-- WHAT THIS TASK INVOLVES --
Rewrite every line of the items below as a numbered list, leaving out the blank lines.

━━━━━━━━

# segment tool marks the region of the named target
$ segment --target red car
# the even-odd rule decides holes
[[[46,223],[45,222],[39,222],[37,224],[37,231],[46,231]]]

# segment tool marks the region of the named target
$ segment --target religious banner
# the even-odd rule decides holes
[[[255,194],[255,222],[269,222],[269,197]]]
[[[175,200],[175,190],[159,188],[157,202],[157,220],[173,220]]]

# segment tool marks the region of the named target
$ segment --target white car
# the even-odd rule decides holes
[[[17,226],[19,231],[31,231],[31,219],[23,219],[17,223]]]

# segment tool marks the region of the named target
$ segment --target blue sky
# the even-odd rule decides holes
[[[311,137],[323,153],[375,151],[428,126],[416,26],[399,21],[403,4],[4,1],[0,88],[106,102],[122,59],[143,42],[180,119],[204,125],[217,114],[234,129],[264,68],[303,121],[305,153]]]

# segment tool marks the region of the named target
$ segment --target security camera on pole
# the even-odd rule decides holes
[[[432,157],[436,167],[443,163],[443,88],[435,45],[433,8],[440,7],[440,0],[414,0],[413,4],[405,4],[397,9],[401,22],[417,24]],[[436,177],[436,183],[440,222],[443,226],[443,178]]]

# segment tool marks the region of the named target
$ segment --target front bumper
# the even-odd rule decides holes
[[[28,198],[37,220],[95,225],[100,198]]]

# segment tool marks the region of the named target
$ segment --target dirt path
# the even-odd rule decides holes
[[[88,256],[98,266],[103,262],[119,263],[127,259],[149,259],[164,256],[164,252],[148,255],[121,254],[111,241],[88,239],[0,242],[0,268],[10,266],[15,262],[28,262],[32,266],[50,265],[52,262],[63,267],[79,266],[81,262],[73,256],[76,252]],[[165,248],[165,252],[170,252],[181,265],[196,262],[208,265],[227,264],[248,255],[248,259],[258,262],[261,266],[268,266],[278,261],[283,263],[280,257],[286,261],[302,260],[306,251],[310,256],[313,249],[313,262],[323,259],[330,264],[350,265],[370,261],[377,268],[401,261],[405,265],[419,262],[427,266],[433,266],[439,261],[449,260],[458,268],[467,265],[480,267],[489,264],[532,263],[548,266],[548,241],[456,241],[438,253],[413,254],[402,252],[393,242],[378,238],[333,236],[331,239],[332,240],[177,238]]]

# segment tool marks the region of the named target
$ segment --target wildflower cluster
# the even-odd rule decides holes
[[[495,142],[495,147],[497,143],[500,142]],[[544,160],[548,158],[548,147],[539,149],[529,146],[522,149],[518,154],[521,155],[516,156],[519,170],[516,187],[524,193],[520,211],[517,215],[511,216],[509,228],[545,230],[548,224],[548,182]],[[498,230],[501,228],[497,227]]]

━━━━━━━━

-- PROBLEM SOLUTION --
1. # segment tool marks the region of the named target
2. $ segment --target red car
3. # the even-odd rule decides holes
4. [[[46,223],[45,222],[39,222],[37,224],[37,231],[46,231]]]
5. # segment tool marks the region of the named target
6. $ segment --target religious banner
7. # the even-odd rule decides holes
8. [[[255,194],[255,222],[269,222],[269,197]]]
9. [[[175,200],[175,190],[159,188],[157,202],[157,220],[173,220]]]
10. # segment tool marks the region of the named target
11. $ segment --target white car
12. # the even-odd rule decides holes
13. [[[17,226],[19,231],[31,231],[31,219],[23,219],[17,223]]]
14. # segment tool marks the region of the named target
15. $ segment --target blue sky
16. # the even-odd rule decides holes
17. [[[311,137],[323,153],[375,151],[428,126],[416,26],[399,21],[403,4],[4,1],[0,88],[106,102],[122,59],[143,42],[180,119],[204,125],[217,114],[234,129],[264,68],[303,121],[305,153]]]
18. # segment tool marks the region of the named target
19. $ segment --target security camera on pole
20. # the even-odd rule decides holes
21. [[[432,157],[436,167],[443,163],[443,88],[435,45],[433,8],[440,7],[440,0],[414,0],[413,4],[405,4],[397,9],[401,22],[417,24]],[[436,177],[436,183],[440,222],[443,226],[443,178]]]
22. # segment tool marks the region of the named target
23. $ segment --target front bumper
24. # the even-odd rule decides holes
25. [[[28,198],[37,220],[95,225],[100,198]]]
26. # segment tool marks the region of the named target
27. $ segment --target dirt path
28. # the even-odd rule decides holes
29. [[[88,256],[98,266],[103,262],[119,263],[127,259],[149,259],[164,256],[164,252],[148,255],[121,254],[111,241],[88,239],[0,242],[0,268],[10,266],[15,262],[28,262],[32,266],[50,265],[52,262],[63,267],[79,266],[81,262],[73,256],[76,252]],[[165,248],[165,252],[170,252],[181,265],[196,262],[208,265],[227,264],[248,255],[248,259],[258,262],[261,266],[268,266],[278,261],[283,263],[280,257],[286,261],[302,260],[306,251],[310,256],[313,249],[313,262],[323,259],[330,264],[350,265],[370,261],[377,268],[401,261],[405,265],[419,262],[427,266],[433,266],[439,261],[449,260],[458,268],[467,265],[480,267],[489,264],[532,263],[548,266],[548,241],[456,241],[438,253],[413,254],[402,252],[393,242],[378,238],[333,236],[331,239],[332,240],[177,238]]]
30. # segment tool marks the region of the named target
31. $ segment --target wildflower cluster
32. # the even-odd rule decides holes
33. [[[495,142],[495,147],[497,143],[500,142]],[[544,160],[548,158],[548,147],[539,149],[529,146],[522,149],[518,154],[521,155],[516,156],[519,170],[516,187],[524,193],[520,211],[517,215],[511,216],[509,228],[545,230],[548,224],[548,182]],[[498,230],[501,228],[497,227]]]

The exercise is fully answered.